As previously reported, on May 4, 2026, Quantum Leap Acquisition Corp (the “Company”) consummated its initial public offering (“IPO”) of 20,000,000 units (the “Units”) at a price of $10.00 per Unit, generating gross proceeds to the Company of $200,000,000. Each Unit consists of one Class A ordinary share of the Company, par value $0.0001 per share (the “Class A Ordinary Shares”), and one redeemable warrant, each warrant exercisable for one Class A Ordinary share, and the conversion of any working capital loans into equity, if elected by the Sponsor (each, a “Warrant”). In connection with the IPO, the Company granted the underwriter a 45-day option to purchase up to an additional 3,000,000 Units at the initial public offering price to cover over-allotments, if any.
On May 8, 2026, the underwriter notified the Company of their partial exercise of the over-allotment option to purchase an additional 917,392 Units at the initial public offering price of $10.00 per Unit, generating additional gross proceeds to the Company of $9,173,920. The partial exercise of the over-allotment option closed on May 12, 2026.

INFORMATION GIVEN.
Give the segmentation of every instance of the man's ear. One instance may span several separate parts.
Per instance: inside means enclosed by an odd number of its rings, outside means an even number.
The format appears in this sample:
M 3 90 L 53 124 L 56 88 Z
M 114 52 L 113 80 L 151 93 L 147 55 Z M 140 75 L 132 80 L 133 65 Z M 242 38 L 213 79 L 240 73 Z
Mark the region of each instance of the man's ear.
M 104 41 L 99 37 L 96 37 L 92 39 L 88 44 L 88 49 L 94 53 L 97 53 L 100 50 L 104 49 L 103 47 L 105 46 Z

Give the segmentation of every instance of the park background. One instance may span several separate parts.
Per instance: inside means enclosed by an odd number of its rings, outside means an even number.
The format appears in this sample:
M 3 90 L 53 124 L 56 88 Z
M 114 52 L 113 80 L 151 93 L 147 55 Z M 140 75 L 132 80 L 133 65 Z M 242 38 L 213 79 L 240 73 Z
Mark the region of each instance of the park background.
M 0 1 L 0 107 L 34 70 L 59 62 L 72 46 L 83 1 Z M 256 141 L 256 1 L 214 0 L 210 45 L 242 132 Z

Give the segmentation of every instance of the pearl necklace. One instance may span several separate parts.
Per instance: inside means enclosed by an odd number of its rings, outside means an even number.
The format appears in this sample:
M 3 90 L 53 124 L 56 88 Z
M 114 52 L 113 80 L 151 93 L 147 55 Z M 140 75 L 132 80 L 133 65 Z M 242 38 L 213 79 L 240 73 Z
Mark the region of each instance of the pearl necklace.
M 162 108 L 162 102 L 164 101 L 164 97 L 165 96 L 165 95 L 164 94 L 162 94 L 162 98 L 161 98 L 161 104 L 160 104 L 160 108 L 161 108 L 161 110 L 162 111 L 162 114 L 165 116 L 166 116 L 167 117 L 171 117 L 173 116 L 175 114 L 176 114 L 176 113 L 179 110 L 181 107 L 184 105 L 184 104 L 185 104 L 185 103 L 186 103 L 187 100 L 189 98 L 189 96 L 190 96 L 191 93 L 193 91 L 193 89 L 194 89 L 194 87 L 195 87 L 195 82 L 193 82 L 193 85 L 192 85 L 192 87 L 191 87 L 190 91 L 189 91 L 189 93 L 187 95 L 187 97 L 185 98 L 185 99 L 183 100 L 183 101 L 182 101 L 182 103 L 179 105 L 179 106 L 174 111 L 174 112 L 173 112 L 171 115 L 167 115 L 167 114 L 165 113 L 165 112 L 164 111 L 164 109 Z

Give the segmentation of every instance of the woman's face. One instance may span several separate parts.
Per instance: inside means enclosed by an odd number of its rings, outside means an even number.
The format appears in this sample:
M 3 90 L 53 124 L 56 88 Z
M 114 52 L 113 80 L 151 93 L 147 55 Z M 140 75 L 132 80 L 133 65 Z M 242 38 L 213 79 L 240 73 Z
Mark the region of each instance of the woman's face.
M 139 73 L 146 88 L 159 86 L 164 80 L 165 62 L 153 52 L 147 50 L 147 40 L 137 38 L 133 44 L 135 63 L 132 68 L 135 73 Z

PROBLEMS TO WORK ON.
1. Answer these questions from the IPO text:
(a) How many Units did the Company sell in its IPO on May 4, 2026?
(b) Up to how many additional Units could the underwriter buy under the 45-day option?
(c) On what date did the partial exercise of the over-allotment option close?
2. Please write out the IPO text again, beginning at the words that have "As previously reported, on" and stopping after "over-allotments, if any.". Switch "underwriter" to "placement agent".
The lines are separate material from the IPO text.

EXPECTED RESPONSES.
1.
(a) 20,000,000 Units
(b) 3,000,000 Units
(c) May 12, 2026

2.
As previously reported, on May 4, 2026, Quantum Leap Acquisition Corp (the “Company”) consummated its initial public offering (“IPO”) of 20,000,000 units (the “Units”) at a price of $10.00 per Unit, generating gross proceeds to the Company of $200,000,000. Each Unit consists of one Class A ordinary share of the Company, par value $0.0001 per share (the “Class A Ordinary Shares”), and one redeemable warrant, each warrant exercisable for one Class A Ordinary share, and the conversion of any working capital loans into equity, if elected by the Sponsor (each, a “Warrant”). In connection with the IPO, the Company granted the placement agent a 45-day option to purchase up to an additional 3,000,000 Units at the initial public offering price to cover over-allotments, if any.